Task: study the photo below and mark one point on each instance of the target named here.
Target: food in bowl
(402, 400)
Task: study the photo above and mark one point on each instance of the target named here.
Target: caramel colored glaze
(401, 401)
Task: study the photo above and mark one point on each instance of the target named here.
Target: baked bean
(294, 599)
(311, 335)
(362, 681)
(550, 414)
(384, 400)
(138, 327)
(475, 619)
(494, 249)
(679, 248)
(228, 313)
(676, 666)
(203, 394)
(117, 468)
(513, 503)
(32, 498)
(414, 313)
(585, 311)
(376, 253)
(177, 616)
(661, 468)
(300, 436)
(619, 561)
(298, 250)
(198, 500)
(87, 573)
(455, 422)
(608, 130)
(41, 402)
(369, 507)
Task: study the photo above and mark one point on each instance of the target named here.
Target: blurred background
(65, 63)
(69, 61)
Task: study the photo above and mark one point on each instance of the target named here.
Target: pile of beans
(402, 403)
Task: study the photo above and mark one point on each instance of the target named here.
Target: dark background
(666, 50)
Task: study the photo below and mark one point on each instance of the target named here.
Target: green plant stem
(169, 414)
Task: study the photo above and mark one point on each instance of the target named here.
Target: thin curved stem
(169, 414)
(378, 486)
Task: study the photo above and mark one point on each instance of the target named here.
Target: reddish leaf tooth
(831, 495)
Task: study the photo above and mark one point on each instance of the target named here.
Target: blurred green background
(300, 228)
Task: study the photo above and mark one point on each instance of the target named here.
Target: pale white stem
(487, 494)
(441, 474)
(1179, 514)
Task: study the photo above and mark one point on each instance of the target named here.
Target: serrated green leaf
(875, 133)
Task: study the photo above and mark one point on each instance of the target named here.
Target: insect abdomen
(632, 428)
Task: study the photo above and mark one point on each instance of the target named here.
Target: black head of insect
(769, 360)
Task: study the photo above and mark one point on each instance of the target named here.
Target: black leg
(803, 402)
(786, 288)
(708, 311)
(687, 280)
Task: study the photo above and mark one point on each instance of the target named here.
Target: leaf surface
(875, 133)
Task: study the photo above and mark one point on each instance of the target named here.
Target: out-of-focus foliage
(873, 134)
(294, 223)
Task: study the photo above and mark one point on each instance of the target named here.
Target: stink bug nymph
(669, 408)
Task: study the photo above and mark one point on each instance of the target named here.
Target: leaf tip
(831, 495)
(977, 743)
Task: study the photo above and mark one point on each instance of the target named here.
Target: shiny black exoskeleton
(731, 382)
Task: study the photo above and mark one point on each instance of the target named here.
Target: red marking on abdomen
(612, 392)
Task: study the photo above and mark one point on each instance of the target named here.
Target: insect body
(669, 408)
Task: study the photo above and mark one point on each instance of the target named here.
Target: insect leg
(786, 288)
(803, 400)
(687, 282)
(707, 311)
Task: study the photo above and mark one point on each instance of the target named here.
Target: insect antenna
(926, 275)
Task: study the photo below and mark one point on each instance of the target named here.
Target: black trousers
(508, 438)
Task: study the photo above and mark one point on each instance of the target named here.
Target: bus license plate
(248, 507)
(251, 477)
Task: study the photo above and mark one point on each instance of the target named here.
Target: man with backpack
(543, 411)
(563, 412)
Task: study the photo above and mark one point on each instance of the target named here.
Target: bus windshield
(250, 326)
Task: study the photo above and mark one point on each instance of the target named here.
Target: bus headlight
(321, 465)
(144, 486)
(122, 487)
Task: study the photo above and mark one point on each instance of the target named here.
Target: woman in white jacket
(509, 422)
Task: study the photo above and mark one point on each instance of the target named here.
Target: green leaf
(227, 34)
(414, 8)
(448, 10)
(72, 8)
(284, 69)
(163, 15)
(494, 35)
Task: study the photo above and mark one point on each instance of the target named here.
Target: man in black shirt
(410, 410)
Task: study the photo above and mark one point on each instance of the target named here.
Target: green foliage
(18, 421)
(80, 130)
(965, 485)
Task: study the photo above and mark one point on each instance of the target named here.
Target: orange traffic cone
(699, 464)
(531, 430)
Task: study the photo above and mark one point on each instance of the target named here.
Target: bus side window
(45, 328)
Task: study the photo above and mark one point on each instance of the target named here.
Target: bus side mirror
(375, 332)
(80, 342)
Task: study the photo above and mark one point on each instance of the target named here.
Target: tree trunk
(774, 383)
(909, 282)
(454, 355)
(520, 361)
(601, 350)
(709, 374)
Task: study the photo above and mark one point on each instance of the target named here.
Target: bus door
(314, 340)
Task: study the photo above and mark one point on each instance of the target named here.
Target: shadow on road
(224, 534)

□ □ □ □ □ □ □

• [TASK REQUIREMENTS] Make an exact copy of every record listed above.

• [RESPONSE AREA]
Task: study the photo below and mark one point on each instance of the target named here.
Target: food in bowl
(402, 400)
Task: study the photo above and mark one point on each instance of the target named here.
Target: caramel colored glaze
(401, 401)
Task: study the photo above and mark one point on each instance of the target named here.
Target: baked bean
(294, 599)
(311, 335)
(362, 681)
(550, 414)
(384, 400)
(138, 327)
(475, 619)
(494, 249)
(679, 248)
(228, 313)
(676, 666)
(203, 394)
(117, 468)
(513, 503)
(32, 498)
(414, 313)
(585, 311)
(376, 253)
(177, 616)
(661, 468)
(300, 436)
(619, 561)
(298, 250)
(198, 500)
(87, 573)
(455, 422)
(608, 130)
(41, 402)
(369, 507)
Task: study the photo above and mark one point on each instance of the target named here.
Target: blurred background
(65, 63)
(69, 61)
Task: study the photo above and mark one point on each instance of the target named here.
Target: pile of beans
(402, 403)
Task: study the photo above and mark one point on each instance of the target named here.
Target: dark background
(666, 50)
Task: study the photo below and mark one point on each instance of the target named here.
Target: green plant stem
(169, 414)
Task: study the photo above and mark one point on each instance of the target named here.
Target: thin curved stem
(169, 414)
(378, 486)
Task: study the photo above and mark one point on each instance of the target named here.
Target: reddish leaf tooth
(831, 495)
Task: study the photo above and mark one point on each instance of the target named here.
Target: blurred green background
(300, 228)
Task: study the photo above and mark one point on each instance of the target named here.
Target: pale white stem
(487, 494)
(441, 474)
(1179, 514)
Task: study the photo above and mark one point on each instance of the target named here.
Target: serrated green leaf
(875, 133)
Task: study the photo above and mark one point on each instance of the target named here.
Target: insect abdomen
(632, 428)
Task: study the photo above and mark one point on each instance of the target named here.
Target: black head of insect
(769, 360)
Task: study the photo above and mark one point on each instance of the target named here.
Target: black leg
(803, 402)
(786, 288)
(708, 311)
(687, 280)
Task: study the photo above and mark one point on each instance of the target named here.
Target: leaf surface
(875, 133)
Task: study the photo above and mark one point on each instance of the target named here.
Target: out-of-focus foliage
(873, 134)
(294, 223)
Task: study the photo above and mark one point on each instance of the target named here.
Target: stink bug nymph
(669, 408)
Task: study the photo above and mark one point on each instance of the target named here.
Target: leaf tip
(831, 495)
(977, 743)
Task: study the photo above and mark one point on each instance of the target named here.
Target: shiny black exoskeleton
(731, 382)
Task: study the photo above and mark one point on each instance of the target named here.
Target: red marking on abdomen
(612, 392)
Task: study the photo above and mark one point on each instance of the target named here.
Target: insect body
(669, 408)
Task: study the photo above and mark one point on each instance of the target named here.
Target: insect leg
(786, 288)
(803, 400)
(687, 282)
(707, 311)
Task: study the photo above and mark one point on each instance of the target named here.
Target: insect antenna
(926, 275)
Task: study the photo below and mark one point on each instance of the target named here.
Target: black trousers
(508, 438)
Task: study the photo above and mark one point on each instance of the target named here.
Target: bus license plate
(248, 507)
(251, 477)
Task: study the photo above and mark one point on each instance of the target named here.
Target: man with backpack
(543, 411)
(563, 412)
Task: study the photo above and mark one point on each instance of the target named here.
Target: bus windshield
(250, 326)
Task: study the photo above and mark one point on each instance of the target named here.
Target: bus headlight
(321, 465)
(144, 486)
(122, 487)
Task: study the photo above and mark one point on each instance of the target named here.
Target: woman in white jacket
(509, 422)
Task: study the photo above and mark one point on each instance of the target named here.
Target: green leaf
(227, 34)
(414, 8)
(448, 10)
(72, 8)
(284, 69)
(163, 15)
(494, 35)
Task: study the photo above and mark one point on each instance of the target named here.
Target: man in black shirt
(410, 410)
Task: study the photo above and mark one point on each instance of the target named here.
Target: green foliage
(18, 421)
(80, 130)
(965, 485)
Task: study the photo above and mark one point on each instance of the target named here.
Target: orange traffic cone
(699, 464)
(531, 430)
Task: study the photo above and mark one point on each instance of the target named here.
Target: bus side window
(45, 328)
Task: study the photo above and mark one point on each instance of the target named here.
Target: bus side mirror
(375, 332)
(80, 342)
Task: study the photo above and mark one point on each instance of the target named here.
Target: tree trunk
(774, 383)
(909, 282)
(454, 355)
(520, 361)
(601, 350)
(709, 374)
Task: study the photo above and mark one point on each instance of the target named here.
Target: bus door
(314, 340)
Task: study the photo above and mark one point on each instance of the target named here.
Target: shadow on road
(224, 534)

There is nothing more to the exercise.